TASK PROMPT:
Can you output the records word for word from their first line through the line containing "point(204, 192)", including both of those lines?

Named-object pointing records
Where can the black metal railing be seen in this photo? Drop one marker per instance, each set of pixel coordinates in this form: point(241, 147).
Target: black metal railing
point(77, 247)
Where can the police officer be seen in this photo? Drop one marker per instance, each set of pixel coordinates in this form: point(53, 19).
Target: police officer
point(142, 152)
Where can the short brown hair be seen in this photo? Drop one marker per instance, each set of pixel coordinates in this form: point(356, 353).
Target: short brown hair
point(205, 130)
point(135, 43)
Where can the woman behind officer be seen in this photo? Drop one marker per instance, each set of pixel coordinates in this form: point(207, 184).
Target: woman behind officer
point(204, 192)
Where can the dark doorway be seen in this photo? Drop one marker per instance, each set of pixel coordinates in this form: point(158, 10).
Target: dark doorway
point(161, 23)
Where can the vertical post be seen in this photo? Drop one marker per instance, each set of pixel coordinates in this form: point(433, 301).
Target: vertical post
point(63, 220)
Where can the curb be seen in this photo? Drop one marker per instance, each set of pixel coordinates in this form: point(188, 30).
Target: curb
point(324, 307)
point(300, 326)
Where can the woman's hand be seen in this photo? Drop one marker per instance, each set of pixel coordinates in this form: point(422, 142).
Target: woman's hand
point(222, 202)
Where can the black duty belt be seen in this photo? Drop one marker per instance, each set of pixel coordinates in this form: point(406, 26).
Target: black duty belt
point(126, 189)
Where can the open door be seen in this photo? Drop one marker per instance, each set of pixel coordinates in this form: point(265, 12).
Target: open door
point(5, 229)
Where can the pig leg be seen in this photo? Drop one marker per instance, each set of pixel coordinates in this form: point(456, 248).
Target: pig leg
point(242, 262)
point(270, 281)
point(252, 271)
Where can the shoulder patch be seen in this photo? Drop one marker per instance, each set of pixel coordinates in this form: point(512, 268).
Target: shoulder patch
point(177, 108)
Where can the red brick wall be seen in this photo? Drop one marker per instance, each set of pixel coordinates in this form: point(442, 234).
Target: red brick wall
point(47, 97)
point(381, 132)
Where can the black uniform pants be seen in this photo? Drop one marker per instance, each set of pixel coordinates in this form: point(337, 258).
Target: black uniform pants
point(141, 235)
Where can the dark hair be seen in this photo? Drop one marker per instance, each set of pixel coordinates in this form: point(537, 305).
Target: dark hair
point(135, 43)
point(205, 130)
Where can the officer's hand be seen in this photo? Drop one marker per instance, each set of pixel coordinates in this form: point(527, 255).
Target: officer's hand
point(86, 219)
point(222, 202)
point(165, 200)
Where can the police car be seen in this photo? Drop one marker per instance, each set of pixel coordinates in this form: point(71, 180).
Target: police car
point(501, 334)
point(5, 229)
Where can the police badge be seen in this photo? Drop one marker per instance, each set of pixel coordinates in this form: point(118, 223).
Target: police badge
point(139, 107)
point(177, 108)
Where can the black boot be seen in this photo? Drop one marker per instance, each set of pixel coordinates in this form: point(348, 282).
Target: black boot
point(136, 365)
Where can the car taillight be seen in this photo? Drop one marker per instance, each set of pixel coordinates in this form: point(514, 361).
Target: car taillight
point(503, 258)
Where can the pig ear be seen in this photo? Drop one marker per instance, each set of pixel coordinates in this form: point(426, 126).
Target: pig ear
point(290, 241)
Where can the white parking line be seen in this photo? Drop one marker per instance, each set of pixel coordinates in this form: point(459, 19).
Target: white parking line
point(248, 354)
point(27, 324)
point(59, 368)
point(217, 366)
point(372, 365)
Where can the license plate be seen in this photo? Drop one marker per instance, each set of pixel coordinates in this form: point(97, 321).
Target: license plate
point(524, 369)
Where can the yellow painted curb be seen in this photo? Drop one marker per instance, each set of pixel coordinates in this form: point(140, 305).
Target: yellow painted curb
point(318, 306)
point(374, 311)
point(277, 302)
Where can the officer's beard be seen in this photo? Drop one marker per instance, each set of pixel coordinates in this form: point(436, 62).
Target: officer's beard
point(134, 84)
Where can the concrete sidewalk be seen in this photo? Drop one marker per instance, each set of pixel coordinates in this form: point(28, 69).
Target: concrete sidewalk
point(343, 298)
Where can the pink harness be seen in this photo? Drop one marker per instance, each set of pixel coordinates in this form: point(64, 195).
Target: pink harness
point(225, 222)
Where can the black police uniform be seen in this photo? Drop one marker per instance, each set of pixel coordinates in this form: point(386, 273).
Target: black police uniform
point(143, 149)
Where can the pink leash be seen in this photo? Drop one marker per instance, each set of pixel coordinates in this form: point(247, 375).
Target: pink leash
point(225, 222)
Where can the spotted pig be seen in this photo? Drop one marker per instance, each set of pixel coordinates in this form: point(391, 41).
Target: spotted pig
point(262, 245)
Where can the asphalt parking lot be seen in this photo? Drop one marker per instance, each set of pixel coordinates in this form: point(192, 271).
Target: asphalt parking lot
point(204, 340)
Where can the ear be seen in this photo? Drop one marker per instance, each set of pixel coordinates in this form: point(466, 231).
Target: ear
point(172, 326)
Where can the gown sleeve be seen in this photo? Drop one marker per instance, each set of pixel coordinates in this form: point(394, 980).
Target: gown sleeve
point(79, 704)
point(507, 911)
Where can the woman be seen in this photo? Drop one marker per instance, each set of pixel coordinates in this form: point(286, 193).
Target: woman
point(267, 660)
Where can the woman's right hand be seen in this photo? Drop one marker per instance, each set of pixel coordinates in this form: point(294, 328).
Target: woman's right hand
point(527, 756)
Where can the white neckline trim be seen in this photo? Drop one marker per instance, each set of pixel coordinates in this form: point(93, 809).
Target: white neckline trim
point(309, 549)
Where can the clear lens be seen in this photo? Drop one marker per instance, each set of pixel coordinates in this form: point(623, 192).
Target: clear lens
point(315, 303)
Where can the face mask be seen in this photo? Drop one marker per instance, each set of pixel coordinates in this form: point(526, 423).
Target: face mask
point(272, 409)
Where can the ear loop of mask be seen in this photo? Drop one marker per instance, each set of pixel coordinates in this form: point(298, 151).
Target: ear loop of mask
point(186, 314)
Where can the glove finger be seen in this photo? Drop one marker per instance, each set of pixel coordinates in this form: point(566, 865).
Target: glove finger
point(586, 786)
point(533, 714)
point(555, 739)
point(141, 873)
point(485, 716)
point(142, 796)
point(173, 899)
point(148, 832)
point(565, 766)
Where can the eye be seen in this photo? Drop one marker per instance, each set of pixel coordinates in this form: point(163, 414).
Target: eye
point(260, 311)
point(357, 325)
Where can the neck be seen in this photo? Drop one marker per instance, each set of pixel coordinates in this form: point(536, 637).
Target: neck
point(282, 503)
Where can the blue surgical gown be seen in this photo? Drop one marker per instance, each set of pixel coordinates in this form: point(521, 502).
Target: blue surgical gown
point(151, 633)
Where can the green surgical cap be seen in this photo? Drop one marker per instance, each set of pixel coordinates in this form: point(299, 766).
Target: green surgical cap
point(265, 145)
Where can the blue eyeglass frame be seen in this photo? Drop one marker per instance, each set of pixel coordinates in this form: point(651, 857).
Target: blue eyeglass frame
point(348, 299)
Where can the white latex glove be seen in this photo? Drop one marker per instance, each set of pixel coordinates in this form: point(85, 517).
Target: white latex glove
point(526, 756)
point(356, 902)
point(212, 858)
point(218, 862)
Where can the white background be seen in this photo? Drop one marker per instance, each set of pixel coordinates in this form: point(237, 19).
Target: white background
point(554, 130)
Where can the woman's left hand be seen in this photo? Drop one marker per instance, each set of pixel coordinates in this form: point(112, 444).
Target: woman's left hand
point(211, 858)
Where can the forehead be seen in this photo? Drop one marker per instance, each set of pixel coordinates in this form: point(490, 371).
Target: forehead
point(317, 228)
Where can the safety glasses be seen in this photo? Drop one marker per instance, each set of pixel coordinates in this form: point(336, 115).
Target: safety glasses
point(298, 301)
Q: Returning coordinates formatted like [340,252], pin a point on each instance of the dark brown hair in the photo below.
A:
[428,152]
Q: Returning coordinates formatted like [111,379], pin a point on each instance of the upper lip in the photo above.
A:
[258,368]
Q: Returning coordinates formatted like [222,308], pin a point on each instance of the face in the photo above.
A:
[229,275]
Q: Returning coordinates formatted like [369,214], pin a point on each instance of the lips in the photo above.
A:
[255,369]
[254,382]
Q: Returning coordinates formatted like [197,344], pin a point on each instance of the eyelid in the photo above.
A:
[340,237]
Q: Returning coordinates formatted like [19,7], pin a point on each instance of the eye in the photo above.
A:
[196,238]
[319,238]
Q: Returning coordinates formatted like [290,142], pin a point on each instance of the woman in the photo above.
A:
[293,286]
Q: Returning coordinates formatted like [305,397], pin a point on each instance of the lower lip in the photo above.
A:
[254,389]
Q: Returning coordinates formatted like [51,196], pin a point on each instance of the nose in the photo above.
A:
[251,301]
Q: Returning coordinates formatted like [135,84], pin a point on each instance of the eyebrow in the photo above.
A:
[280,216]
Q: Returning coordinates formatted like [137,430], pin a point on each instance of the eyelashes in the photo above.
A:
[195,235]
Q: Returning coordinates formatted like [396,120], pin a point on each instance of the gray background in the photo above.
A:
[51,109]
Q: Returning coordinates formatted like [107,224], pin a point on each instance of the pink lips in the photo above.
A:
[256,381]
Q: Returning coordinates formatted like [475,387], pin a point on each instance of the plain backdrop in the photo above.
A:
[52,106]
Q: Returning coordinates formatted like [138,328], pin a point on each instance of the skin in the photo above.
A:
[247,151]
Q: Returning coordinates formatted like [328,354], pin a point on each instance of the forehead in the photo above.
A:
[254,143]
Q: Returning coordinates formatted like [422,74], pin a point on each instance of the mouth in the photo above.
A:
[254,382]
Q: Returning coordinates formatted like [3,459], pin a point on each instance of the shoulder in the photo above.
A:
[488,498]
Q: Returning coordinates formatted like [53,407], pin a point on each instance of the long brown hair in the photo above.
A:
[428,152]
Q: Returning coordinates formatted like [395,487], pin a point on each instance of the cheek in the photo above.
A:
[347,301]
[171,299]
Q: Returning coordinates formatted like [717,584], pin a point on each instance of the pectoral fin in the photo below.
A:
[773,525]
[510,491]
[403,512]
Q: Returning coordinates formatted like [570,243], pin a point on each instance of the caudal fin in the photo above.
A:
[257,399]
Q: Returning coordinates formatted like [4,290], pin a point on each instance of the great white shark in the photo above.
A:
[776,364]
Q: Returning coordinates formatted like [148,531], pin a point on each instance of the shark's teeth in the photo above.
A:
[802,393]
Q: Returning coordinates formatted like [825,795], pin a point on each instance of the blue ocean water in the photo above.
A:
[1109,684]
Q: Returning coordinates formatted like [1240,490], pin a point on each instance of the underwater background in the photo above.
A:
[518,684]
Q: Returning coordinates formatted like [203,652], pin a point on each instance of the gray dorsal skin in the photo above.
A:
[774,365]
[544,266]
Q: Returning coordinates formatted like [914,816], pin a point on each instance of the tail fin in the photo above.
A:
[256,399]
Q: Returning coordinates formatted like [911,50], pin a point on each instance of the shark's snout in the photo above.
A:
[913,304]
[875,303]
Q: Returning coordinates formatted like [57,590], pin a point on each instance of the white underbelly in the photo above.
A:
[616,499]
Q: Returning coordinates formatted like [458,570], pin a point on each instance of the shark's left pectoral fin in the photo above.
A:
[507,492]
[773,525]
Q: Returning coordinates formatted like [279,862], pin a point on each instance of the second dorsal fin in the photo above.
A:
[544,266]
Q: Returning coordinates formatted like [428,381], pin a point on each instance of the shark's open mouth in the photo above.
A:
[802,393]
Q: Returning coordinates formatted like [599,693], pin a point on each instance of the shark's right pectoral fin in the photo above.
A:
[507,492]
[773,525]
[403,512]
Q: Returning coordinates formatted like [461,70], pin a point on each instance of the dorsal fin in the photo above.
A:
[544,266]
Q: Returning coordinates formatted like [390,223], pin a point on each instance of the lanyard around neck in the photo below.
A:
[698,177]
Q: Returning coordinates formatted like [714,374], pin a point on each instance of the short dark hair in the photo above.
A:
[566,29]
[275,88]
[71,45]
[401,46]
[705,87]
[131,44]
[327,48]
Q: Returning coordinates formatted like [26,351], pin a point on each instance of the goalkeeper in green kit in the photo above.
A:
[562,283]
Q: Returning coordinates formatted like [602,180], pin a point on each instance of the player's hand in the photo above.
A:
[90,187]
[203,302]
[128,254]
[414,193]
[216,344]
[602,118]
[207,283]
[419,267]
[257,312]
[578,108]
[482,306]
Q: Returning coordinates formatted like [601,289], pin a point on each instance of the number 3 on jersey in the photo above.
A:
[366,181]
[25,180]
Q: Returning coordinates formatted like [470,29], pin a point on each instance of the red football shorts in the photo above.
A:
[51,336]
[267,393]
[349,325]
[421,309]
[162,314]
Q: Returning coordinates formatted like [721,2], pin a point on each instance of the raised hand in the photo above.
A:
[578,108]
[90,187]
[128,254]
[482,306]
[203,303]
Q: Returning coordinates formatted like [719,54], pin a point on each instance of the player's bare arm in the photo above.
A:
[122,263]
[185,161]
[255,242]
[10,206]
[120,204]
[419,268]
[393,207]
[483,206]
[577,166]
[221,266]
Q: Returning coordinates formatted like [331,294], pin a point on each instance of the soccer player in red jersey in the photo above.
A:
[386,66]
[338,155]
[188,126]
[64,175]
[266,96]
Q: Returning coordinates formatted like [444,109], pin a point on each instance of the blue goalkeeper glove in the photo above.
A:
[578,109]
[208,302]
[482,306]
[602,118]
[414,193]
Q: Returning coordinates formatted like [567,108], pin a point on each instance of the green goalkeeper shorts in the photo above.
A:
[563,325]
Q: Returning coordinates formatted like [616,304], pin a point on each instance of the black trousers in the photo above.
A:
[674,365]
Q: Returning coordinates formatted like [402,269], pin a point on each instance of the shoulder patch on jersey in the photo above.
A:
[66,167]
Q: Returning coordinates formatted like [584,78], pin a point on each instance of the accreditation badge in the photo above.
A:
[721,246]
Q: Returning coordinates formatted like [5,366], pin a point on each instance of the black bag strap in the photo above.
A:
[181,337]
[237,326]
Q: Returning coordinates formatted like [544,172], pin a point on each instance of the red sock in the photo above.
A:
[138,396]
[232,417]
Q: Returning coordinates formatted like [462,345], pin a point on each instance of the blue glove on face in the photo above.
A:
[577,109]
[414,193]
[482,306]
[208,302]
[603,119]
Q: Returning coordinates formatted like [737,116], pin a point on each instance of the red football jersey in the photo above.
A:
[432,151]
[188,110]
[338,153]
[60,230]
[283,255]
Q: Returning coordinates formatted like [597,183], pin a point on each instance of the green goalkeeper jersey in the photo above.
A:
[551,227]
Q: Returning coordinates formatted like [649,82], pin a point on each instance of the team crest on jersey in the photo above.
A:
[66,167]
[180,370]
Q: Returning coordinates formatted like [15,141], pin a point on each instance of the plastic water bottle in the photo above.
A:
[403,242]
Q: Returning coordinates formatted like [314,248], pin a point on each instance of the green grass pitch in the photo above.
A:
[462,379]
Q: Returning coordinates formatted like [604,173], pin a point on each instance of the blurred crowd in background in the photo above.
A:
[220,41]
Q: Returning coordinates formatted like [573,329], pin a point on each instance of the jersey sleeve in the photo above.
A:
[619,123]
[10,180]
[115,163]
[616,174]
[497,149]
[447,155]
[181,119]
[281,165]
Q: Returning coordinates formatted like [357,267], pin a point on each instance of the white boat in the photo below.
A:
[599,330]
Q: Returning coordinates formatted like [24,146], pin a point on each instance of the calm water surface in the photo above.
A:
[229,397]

WORKED ANSWER:
Where can the black metal railing be seen in this photo? Drop one marker per instance, each set of pixel coordinates in this form: point(241, 147).
Target: black metal railing
point(77, 247)
Where can the police officer be seen in this photo? Drop one marker per instance, each set of pixel coordinates in this form: point(53, 19).
Target: police officer
point(142, 152)
Where can the short brown hair be seen in this photo? Drop one marker per instance, each set of pixel coordinates in this form: point(356, 353).
Target: short brown hair
point(205, 130)
point(135, 43)
Where can the woman behind officer be seen in this photo? Drop one marker per instance, each set of pixel coordinates in this form: point(207, 184).
Target: woman behind officer
point(204, 192)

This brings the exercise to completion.